(Extract to read):

────

The village, Pierrefeu-du-Var, is located close to the Fort de Bregançon presidential retreat where Hollande has been on holiday with his glamorous
journalist girlfriend, Valerie Trierweiller, since the beginning of August.

Political observers say the choice of location is no accident as Hollande attempts to portray himself as a president who shares voters' concerns over
insecurity and is willing to take tough measures to fight crime.

On Saturday, after attending a memorial service for the 88th French soldier to die in Afghanistan, Hollande made an unannounced detour to Grenoble to
visit victims of a recent violent hold-up, promising that the city would be added to a list of priority areas for tougher action on crime.

Polls suggest that law and order is an area where Hollande's Socialists are vulnerable to attack but it is on foreign affairs that the right-wing
opposition has focused its criticism in recent weeks.

Accusing him of standing by passively in the face of carnage in Syria, the main opposition UMP party has portrayed Hollande as a hopeless ditherer,
incapable of the kind of bold action which saw his predecessor, Nicolas Sarkozy, lead Western intervention in Libya last year.

It is a caricature that, worryingly for the Socialists, appears to be sticking and the combination with a deteriorating economic outlook has not
helped Hollande's standing with an electorate that handed him a convincing victory over Sarkozy in May.

"After 100 days, Mr Hollande has still to assert his leadership," said a headline in the influential Le Monde.

Libération, suggested that voters are sceptical about the new administration's capacity to address the myriad problems facing the country.

────

(Record excerpts):
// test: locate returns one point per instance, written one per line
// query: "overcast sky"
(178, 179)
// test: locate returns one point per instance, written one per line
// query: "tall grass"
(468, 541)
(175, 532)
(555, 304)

────

(Given instruction 1): From the article on Hollande, retype everything from "Polls suggest that" down to "influential Le Monde.".
(Given instruction 2): List every person named in the article on Hollande.
(Given instruction 3): Summarize the article on Hollande in two sentences.

(Reply 1):
Polls suggest that law and order is an area where Hollande's Socialists are vulnerable to attack but it is on foreign affairs that the right-wing
opposition has focused its criticism in recent weeks.

Accusing him of standing by passively in the face of carnage in Syria, the main opposition UMP party has portrayed Hollande as a hopeless ditherer,
incapable of the kind of bold action which saw his predecessor, Nicolas Sarkozy, lead Western intervention in Libya last year.

It is a caricature that, worryingly for the Socialists, appears to be sticking and the combination with a deteriorating economic outlook has not
helped Hollande's standing with an electorate that handed him a convincing victory over Sarkozy in May.

"After 100 days, Mr Hollande has still to assert his leadership," said a headline in the influential Le Monde.

(Reply 2):
Hollande
Valerie Trierweiller
Nicolas Sarkozy

(Reply 3): Hollande is trying to present himself as a president who shares voters' worries about insecurity and will take tough action on crime, visiting crime victims in Grenoble and promising the city priority status. The right-wing opposition has attacked him on foreign affairs, casting him as a ditherer over Syria, and together with a worsening economic outlook this has hurt his standing with voters who elected him in May.